* EXTRACTED TEXT *
Not long ago, I used this column to offer a suggestion about preparing a family cookbook.

In giving it additional thought, it occurred to me that this project does not have to be restricted to submissions by family members. Friends or members of clubs or organizations can contribute their favorite recipes or household hints and distribute the finished product to their family members or friends.

One prepared by friends could include some information about themselves and/or significant events in their lives. Club or organization members can add details about the history of their association and its membership. Such a cookbook would make a thoughtful gift or it could be sold as a fund-raiser project. It might also contribute some tidbits about Lawton’s history.

Publishing and selling such an item certainly is not a new thought — it’s been done for years. For instance, in July 2011, seven members of the Museum of the Great Plains formed a committee to put together a cookbook to celebrate the first 50 years of the museum. The unique results of their work provides an excellent example of Lawton’s ethnic diversity. Copies are available in the museum’s gift shop.

New and updated ancestry collections

Ancestry.com had added a few new collections to its records and updated others.

New ones include:

•Census records from Rhone, France, 1836-1911;

•Norway census, 1875;

•Death index for Mississippi, 1912-1943;

•South Carolina births, 1915-1917;

•Pennsylvania US veterans card files, 1775-1916;

•US Confederate Army payrolls for enslaved labor, 1840-1883;

•New Hampshire marriage records, 1770-1961.

* DIRECTIONS FOR THIS TASK *
Retype the entire column on cookbooks and ancestry collections word for word. The items after the column aren't needed for anything here.

(Portion of a data file)
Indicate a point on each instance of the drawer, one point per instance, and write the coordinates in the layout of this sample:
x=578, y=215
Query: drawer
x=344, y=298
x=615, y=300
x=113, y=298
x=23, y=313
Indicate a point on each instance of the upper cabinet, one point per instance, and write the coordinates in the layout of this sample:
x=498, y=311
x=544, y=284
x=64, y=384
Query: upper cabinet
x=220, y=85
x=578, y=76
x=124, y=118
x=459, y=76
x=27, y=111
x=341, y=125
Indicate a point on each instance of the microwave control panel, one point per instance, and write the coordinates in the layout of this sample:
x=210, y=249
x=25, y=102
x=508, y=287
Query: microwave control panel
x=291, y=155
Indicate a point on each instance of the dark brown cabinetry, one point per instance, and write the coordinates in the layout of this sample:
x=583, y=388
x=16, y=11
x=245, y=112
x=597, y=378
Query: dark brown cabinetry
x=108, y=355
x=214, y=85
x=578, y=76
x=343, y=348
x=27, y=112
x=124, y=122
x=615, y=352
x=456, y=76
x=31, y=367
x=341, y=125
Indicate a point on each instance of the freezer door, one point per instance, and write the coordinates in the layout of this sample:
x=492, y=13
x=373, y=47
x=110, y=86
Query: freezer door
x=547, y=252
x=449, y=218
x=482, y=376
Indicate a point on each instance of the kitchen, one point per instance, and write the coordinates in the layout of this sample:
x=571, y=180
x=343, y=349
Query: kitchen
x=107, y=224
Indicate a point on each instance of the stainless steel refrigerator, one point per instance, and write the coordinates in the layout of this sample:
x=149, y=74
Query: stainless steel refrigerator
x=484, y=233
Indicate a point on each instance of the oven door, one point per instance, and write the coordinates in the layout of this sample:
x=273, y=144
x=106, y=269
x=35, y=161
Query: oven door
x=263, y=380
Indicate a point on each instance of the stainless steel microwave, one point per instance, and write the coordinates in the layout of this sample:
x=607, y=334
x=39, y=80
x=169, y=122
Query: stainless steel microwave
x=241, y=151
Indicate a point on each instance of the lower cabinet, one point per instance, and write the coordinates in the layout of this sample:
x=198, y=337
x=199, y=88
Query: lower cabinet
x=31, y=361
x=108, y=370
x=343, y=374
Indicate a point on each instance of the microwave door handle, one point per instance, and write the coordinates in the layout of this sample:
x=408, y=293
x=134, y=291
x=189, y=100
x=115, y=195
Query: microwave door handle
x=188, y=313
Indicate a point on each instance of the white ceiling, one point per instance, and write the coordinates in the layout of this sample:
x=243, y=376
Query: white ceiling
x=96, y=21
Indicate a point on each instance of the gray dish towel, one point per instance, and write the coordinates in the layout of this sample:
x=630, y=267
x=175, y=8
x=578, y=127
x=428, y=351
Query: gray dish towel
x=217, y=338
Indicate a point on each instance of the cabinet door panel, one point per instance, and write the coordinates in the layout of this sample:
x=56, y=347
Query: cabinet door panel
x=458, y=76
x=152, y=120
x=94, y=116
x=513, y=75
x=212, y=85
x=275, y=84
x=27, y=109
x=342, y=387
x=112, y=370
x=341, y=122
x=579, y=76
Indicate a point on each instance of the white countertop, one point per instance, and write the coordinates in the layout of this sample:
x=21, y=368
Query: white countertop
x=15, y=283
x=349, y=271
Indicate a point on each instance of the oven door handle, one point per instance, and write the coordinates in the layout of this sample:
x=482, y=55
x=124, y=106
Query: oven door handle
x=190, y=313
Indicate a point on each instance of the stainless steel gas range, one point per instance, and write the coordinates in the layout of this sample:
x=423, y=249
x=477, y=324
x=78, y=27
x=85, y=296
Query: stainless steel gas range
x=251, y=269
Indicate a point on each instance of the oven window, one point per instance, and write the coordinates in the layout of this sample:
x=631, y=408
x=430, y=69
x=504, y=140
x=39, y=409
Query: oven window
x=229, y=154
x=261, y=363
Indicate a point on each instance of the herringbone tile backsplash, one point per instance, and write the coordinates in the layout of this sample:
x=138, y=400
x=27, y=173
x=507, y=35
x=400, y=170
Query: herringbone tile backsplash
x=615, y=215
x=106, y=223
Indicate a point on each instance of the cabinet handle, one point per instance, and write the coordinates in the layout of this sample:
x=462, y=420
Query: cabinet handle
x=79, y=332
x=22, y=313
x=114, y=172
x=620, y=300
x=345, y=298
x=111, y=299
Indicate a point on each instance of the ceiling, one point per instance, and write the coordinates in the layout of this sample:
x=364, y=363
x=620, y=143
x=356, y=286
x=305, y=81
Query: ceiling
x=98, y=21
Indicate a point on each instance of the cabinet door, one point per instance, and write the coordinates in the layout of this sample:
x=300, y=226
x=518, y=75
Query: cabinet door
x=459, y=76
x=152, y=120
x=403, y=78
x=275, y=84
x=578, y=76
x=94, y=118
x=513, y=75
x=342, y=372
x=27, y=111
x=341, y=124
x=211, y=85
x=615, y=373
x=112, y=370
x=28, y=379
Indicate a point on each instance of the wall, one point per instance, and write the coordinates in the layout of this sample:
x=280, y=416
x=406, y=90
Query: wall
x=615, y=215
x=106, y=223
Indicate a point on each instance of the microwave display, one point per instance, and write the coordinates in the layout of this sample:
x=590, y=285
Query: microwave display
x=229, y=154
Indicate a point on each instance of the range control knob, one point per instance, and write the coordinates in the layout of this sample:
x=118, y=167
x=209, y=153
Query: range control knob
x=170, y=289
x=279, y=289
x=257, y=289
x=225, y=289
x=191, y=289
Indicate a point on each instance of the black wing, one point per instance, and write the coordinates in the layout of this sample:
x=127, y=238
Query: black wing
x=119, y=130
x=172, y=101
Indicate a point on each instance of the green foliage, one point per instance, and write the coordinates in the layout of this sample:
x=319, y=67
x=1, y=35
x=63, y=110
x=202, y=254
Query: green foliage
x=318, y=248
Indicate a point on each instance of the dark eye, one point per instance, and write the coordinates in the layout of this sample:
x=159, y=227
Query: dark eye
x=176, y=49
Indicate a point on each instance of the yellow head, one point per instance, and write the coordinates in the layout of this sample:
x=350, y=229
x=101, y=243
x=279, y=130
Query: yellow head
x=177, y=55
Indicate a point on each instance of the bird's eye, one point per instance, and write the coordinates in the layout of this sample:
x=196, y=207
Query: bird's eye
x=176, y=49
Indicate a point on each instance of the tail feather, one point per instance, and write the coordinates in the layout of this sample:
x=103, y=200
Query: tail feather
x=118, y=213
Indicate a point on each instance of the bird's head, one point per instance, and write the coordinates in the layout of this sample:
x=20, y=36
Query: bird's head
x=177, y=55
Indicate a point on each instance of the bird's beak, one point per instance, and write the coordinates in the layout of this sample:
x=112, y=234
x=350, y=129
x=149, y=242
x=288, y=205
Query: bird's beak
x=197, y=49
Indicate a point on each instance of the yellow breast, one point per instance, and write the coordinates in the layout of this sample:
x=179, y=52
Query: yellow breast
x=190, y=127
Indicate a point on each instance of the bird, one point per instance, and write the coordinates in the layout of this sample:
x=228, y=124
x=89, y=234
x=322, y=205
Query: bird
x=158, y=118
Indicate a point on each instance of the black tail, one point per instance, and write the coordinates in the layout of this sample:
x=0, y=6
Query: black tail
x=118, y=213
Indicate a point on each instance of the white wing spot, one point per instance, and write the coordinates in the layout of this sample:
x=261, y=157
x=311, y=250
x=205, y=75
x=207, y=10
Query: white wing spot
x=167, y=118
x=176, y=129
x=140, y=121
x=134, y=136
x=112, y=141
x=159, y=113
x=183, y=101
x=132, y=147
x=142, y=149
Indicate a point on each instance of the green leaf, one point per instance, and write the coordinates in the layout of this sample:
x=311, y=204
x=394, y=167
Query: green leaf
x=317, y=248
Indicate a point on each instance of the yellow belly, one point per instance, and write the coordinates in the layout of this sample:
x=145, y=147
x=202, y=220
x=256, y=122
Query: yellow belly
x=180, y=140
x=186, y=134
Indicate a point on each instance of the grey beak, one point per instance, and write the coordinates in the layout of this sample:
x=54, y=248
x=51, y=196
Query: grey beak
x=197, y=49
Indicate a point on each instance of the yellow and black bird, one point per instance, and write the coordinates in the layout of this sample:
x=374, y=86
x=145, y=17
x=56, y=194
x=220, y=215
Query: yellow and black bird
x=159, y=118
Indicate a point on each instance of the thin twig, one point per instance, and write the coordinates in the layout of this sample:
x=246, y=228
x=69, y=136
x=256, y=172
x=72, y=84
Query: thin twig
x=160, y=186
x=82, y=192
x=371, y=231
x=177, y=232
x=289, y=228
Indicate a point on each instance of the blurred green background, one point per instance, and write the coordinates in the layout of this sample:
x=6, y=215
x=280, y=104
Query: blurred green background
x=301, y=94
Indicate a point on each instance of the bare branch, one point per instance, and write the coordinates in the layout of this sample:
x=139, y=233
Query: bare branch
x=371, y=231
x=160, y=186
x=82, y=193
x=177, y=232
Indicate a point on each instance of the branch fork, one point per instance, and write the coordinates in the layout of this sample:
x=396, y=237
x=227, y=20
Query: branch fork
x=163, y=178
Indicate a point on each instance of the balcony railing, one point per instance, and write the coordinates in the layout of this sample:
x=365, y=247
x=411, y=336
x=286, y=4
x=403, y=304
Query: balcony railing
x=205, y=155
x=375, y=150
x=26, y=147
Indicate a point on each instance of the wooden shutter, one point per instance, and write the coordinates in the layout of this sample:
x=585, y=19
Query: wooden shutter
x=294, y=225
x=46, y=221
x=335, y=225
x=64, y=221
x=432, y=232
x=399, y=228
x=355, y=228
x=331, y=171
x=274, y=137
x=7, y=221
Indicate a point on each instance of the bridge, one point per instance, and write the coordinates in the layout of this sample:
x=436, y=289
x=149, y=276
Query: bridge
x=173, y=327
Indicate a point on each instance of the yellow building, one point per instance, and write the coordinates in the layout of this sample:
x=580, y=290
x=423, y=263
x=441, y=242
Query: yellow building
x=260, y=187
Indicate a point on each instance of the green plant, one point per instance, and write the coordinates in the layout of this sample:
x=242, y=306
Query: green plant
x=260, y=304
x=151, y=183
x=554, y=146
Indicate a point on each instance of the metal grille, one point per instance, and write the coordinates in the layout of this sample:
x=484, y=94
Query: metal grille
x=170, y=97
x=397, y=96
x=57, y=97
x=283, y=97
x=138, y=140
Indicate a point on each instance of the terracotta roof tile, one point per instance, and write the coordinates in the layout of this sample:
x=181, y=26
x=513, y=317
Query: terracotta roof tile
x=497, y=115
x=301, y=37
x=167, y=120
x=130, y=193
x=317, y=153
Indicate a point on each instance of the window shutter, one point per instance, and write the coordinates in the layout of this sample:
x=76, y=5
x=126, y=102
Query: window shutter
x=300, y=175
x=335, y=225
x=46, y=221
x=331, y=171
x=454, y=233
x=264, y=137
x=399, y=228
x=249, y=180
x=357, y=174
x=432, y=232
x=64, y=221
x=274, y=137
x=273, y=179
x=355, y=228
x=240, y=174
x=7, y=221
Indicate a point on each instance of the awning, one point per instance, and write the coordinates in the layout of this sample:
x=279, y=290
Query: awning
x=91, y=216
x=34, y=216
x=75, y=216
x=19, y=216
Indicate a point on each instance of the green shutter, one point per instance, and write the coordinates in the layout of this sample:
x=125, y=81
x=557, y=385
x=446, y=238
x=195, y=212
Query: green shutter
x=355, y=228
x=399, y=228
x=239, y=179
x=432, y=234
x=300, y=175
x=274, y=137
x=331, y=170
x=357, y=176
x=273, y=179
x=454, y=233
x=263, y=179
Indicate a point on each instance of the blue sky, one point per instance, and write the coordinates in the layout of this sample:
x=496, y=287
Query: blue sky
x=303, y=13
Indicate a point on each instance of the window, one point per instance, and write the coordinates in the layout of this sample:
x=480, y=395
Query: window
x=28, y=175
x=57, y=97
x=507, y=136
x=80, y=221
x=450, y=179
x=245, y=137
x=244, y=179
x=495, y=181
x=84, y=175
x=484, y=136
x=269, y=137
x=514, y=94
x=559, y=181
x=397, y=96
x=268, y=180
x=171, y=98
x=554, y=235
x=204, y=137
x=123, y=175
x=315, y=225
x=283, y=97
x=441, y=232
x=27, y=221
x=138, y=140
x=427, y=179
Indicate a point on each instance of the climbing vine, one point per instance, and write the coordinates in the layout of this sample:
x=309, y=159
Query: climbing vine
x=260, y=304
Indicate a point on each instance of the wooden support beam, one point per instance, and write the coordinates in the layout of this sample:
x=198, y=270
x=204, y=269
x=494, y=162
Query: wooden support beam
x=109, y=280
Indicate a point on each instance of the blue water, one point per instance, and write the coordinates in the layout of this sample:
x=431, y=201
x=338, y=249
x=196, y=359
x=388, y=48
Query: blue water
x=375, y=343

* CORRECT RESULT *
Not long ago, I used this column to offer a suggestion about preparing a family cookbook.

In giving it additional thought, it occurred to me that this project does not have to be restricted to submissions by family members. Friends or members of clubs or organizations can contribute their favorite recipes or household hints and distribute the finished product to their family members or friends.

One prepared by friends could include some information about themselves and/or significant events in their lives. Club or organization members can add details about the history of their association and its membership. Such a cookbook would make a thoughtful gift or it could be sold as a fund-raiser project. It might also contribute some tidbits about Lawton’s history.

Publishing and selling such an item certainly is not a new thought — it’s been done for years. For instance, in July 2011, seven members of the Museum of the Great Plains formed a committee to put together a cookbook to celebrate the first 50 years of the museum. The unique results of their work provides an excellent example of Lawton’s ethnic diversity. Copies are available in the museum’s gift shop.

New and updated ancestry collections

Ancestry.com had added a few new collections to its records and updated others.

New ones include:

•Census records from Rhone, France, 1836-1911;

•Norway census, 1875;

•Death index for Mississippi, 1912-1943;

•South Carolina births, 1915-1917;

•Pennsylvania US veterans card files, 1775-1916;

•US Confederate Army payrolls for enslaved labor, 1840-1883;

•New Hampshire marriage records, 1770-1961.